Point-per-instance localization data
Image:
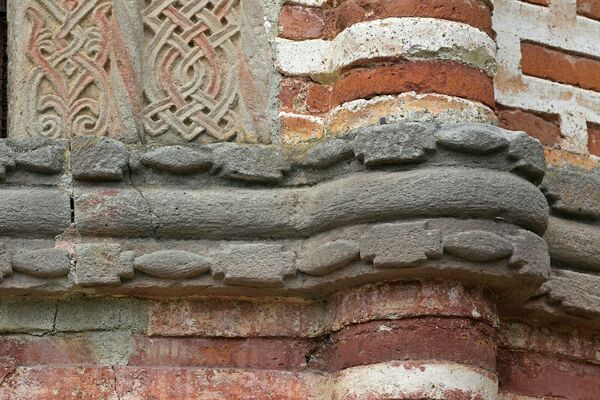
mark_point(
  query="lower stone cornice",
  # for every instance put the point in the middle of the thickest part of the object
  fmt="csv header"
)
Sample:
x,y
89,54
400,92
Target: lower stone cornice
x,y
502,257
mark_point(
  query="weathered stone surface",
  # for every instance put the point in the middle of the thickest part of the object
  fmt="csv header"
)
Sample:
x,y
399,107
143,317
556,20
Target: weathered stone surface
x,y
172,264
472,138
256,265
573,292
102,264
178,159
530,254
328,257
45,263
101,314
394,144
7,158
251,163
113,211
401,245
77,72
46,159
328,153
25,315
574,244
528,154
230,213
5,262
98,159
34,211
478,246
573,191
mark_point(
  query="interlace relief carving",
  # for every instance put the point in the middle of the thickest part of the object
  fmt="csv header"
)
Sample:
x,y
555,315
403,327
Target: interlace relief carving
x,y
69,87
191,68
...
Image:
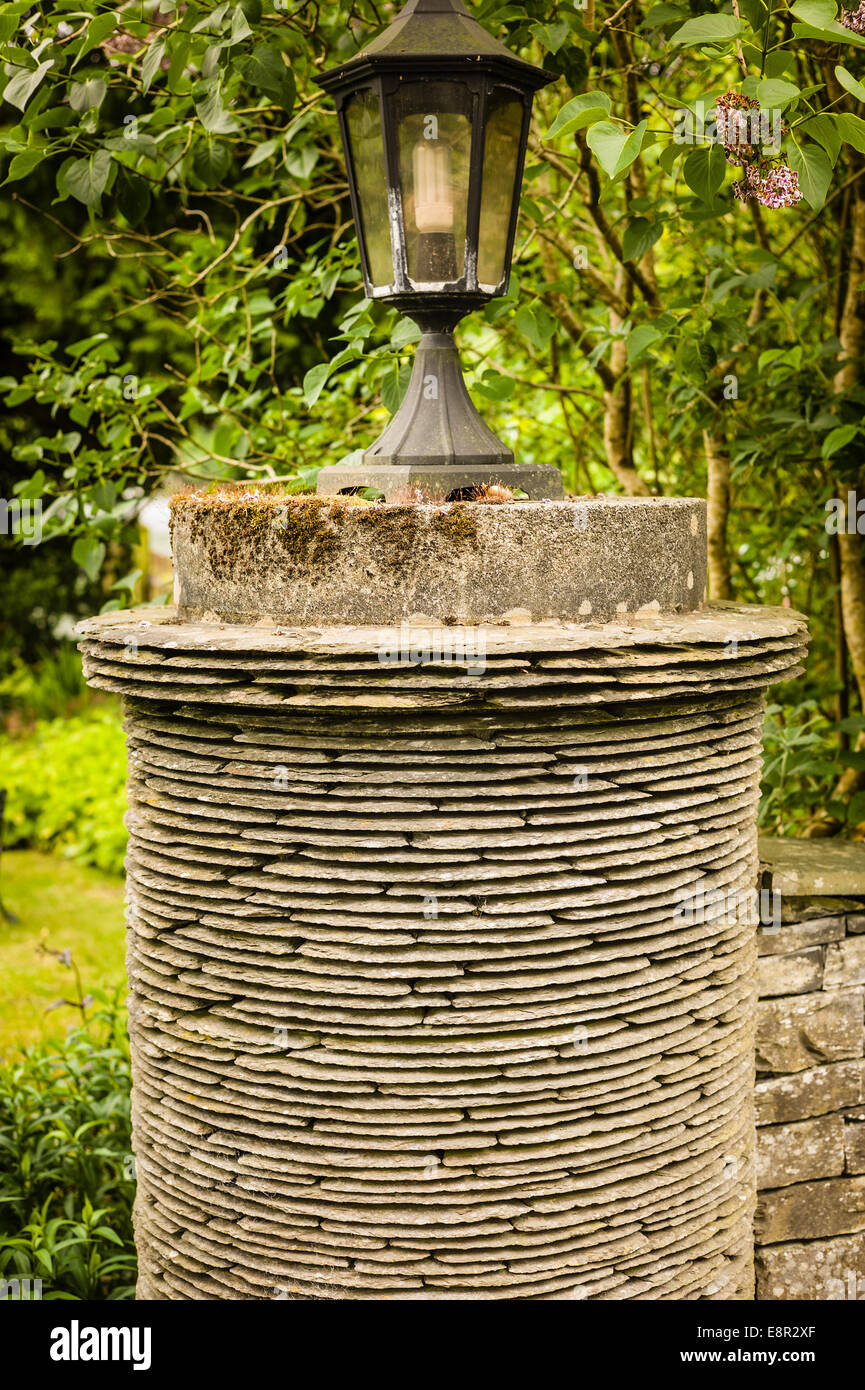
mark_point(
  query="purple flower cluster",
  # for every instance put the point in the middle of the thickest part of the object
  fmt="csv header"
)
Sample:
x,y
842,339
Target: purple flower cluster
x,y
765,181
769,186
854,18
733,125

• _Work to be completed_
Identify the lines of the data that contain the word "query". Copy each of them.

• _Written response_
  query="lower stone cornice",
  query="weathered stone surface",
  query="interlace relief carving",
  query="purple flower cluster",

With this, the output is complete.